[[ Dataset content, beginning ]]

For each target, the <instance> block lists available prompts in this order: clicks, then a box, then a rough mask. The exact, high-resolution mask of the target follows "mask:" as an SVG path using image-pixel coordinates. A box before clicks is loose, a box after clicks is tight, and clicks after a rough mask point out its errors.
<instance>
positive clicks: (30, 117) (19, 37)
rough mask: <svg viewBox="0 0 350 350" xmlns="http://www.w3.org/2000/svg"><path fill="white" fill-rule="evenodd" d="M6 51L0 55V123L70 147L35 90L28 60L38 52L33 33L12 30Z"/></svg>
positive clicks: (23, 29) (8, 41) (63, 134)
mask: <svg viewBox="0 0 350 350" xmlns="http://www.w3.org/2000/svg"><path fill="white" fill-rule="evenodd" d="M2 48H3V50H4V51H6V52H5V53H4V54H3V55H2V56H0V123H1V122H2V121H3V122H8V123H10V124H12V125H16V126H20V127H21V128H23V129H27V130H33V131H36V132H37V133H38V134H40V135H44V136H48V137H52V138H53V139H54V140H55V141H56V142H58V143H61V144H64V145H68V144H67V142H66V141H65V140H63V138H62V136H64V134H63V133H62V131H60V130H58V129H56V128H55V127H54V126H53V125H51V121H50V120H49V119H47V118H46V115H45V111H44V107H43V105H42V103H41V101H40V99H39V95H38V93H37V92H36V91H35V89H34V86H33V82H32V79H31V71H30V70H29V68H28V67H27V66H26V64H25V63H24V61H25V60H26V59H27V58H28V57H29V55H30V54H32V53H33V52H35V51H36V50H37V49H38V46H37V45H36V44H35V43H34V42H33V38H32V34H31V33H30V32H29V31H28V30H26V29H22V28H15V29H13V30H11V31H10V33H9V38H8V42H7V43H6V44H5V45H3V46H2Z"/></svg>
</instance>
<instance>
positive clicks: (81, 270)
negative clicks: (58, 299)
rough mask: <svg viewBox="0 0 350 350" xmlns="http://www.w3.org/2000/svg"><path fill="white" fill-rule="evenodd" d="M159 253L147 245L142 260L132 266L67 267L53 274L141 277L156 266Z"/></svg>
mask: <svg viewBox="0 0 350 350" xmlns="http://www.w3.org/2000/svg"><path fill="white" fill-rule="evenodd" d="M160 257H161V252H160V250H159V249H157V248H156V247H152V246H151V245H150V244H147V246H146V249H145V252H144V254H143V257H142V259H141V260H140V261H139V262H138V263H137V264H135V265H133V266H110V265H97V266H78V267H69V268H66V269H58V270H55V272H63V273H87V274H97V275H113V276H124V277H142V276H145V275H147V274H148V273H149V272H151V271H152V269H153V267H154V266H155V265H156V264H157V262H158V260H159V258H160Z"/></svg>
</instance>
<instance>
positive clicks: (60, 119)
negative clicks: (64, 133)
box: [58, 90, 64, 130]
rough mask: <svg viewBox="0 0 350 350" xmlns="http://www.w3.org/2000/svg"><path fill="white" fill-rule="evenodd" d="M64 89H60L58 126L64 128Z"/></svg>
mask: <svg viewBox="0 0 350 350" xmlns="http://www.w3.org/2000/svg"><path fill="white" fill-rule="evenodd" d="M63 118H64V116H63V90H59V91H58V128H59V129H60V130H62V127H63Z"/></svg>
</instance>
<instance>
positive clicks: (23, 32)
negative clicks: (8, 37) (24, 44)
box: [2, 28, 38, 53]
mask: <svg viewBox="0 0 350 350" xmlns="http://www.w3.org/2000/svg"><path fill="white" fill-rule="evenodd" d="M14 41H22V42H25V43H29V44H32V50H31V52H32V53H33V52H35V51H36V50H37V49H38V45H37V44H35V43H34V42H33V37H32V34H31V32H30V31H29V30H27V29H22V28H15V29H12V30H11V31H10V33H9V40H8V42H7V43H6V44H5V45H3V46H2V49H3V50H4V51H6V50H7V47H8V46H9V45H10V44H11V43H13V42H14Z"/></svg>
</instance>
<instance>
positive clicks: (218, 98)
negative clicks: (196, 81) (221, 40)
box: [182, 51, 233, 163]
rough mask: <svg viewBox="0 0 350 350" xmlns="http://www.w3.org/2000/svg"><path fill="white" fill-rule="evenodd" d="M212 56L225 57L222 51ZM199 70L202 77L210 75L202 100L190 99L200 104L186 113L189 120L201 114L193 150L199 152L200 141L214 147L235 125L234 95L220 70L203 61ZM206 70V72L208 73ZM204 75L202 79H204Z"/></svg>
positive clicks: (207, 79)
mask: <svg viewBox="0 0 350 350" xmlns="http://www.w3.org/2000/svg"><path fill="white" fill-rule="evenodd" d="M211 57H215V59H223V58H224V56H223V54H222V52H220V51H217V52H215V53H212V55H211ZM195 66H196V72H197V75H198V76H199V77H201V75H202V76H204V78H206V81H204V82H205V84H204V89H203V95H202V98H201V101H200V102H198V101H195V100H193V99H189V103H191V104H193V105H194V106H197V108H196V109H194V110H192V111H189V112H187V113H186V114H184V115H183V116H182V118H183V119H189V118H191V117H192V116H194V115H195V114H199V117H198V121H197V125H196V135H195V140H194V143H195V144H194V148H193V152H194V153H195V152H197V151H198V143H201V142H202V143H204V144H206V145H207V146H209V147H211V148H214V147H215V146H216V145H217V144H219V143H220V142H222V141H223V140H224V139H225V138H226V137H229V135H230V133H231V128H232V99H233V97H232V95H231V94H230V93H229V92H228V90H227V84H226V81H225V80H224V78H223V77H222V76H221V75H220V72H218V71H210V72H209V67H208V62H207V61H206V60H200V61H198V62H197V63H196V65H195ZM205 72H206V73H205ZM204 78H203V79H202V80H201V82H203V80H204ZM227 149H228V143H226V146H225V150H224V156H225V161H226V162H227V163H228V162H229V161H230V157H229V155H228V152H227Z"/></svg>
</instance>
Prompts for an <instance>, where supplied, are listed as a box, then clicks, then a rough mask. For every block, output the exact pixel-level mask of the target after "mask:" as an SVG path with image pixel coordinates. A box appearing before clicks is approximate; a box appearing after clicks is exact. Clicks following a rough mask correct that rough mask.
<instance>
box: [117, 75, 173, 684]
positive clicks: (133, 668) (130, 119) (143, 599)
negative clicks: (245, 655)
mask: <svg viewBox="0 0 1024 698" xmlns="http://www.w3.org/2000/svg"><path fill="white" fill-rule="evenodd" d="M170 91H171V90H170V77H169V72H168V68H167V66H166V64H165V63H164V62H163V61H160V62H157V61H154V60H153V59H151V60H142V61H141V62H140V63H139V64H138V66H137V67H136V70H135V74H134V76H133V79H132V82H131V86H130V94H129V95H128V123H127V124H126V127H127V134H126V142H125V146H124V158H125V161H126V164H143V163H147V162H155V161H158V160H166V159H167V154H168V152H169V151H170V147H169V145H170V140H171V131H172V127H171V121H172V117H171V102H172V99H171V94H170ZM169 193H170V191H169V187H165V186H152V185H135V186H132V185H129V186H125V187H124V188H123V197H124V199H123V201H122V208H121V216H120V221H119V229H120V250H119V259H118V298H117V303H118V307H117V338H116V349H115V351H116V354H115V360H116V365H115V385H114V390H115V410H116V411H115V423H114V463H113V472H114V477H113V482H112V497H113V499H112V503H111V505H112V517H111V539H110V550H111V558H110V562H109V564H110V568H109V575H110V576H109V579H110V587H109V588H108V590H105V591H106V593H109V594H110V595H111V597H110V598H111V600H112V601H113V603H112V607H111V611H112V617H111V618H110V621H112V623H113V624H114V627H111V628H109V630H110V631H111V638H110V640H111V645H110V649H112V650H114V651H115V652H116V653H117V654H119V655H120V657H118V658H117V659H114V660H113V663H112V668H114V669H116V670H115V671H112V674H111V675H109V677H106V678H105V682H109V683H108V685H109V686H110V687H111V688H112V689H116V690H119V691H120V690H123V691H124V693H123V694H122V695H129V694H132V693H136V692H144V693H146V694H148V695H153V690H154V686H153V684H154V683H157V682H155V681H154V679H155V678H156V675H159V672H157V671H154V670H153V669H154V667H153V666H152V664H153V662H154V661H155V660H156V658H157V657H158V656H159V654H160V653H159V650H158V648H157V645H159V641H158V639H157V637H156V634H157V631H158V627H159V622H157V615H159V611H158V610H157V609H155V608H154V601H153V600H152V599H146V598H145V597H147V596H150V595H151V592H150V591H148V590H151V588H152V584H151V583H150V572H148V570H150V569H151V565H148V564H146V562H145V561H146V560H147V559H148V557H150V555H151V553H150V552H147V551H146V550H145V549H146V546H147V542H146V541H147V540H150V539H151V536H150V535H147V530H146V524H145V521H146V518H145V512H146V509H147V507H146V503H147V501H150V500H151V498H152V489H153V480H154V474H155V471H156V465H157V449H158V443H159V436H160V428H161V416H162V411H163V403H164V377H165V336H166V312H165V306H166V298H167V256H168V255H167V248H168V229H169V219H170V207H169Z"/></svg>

[[ Dataset content, end ]]

**To-do item**
Copy the listing word for word. Start at its first line and end with the line containing "positive clicks: (23, 29) (8, 41) (63, 134)", including both of those lines.

**Reply to the task**
For each target, the <instance> block lists available prompts in this order: clicks, then a box, then a rough mask. The exact, high-resolution mask of the target follows "mask:" as an SVG path using image-pixel coordinates. A box before clicks is loose, a box after clicks is tight, and clicks after a rough mask point out its errors.
<instance>
positive clicks: (30, 117) (19, 37)
rough mask: <svg viewBox="0 0 350 350" xmlns="http://www.w3.org/2000/svg"><path fill="white" fill-rule="evenodd" d="M6 51L0 55V123L70 147L35 90L28 60L38 52L33 33L12 30Z"/></svg>
positive clicks: (23, 29) (8, 41) (63, 134)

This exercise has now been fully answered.